→ **YOUR GOAL**: Check each statement against the keystore text, answering yes or no and quoting the words of the text that decide it: 1. node-keytar was archived in December 2022. 2. The sign method returns the private key along with the signature. 3. The getPublicKey method returns a compressed P-256 key of 64 bytes.

Why not keytar? node-keytar was archived in December 2022 when GitHub shut down Atom. It receives no security patches and is only a password store (getPassword/setPassword) — it has no API for cryptographic key generation, signing, or Secure Enclave access. Do not use it.

The Keystore Interface

The @authmesh/keystore package exposes one unified interface regardless of backend:

interface KeyStore {
  generateAndStore(deviceId: string): Promise<{ publicKey: Uint8Array }>;  // compressed P-256 (33 bytes)
  sign(deviceId: string, message: Uint8Array): Promise<Uint8Array>;        // ECDSA raw r||s (64 bytes)
  getPublicKey(deviceId: string): Promise<Uint8Array>;                     // compressed P-256 (33 bytes)
  getHmacKeyMaterial(deviceId: string): Promise<Uint8Array>;               // 32-byte secret for allow list HMAC
  delete(deviceId: string): Promise<void>;
}

The private key never leaves the KeyStore interface. The sign method takes a message and returns an ECDSA-P256-SHA256 signature in raw r || s format (64 bytes) — the key itself is never returned.

→ **ENTRIES SHOWN**:
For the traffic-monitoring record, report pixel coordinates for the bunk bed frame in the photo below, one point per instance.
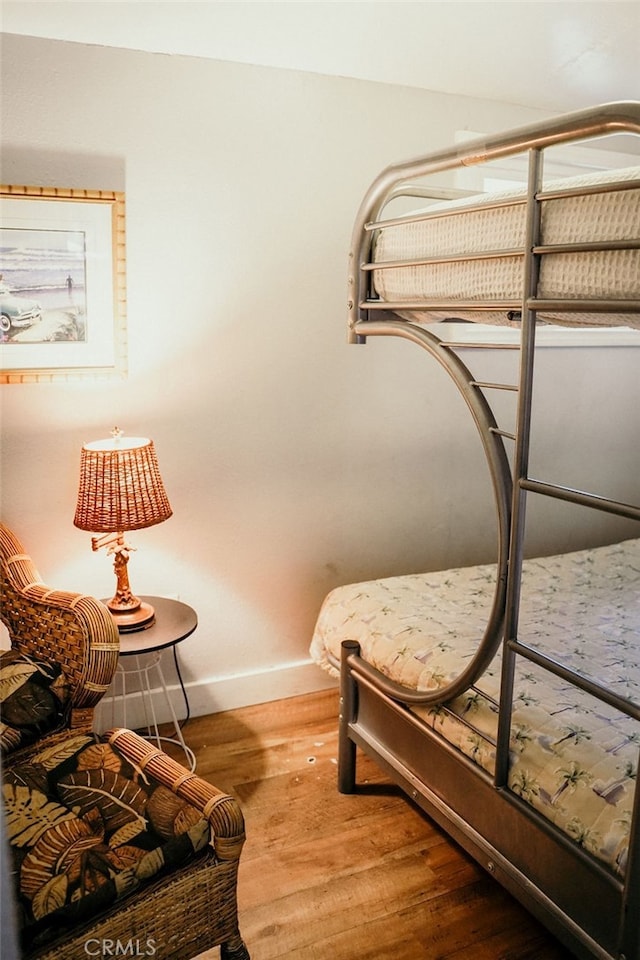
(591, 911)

---

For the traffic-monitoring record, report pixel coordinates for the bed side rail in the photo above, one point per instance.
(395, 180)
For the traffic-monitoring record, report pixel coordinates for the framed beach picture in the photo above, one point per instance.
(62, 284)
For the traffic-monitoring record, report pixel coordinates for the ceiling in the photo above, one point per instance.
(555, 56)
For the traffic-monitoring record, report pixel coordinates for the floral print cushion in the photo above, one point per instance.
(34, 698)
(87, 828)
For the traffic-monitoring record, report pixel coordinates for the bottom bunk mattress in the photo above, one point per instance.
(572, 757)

→ **SOLUTION FOR THIS PROBLEM**:
1. Yes: "node-keytar was archived in December 2022 when GitHub shut down Atom."
2. No: "the key itself is never returned."
3. No: "compressed P-256 (33 bytes)"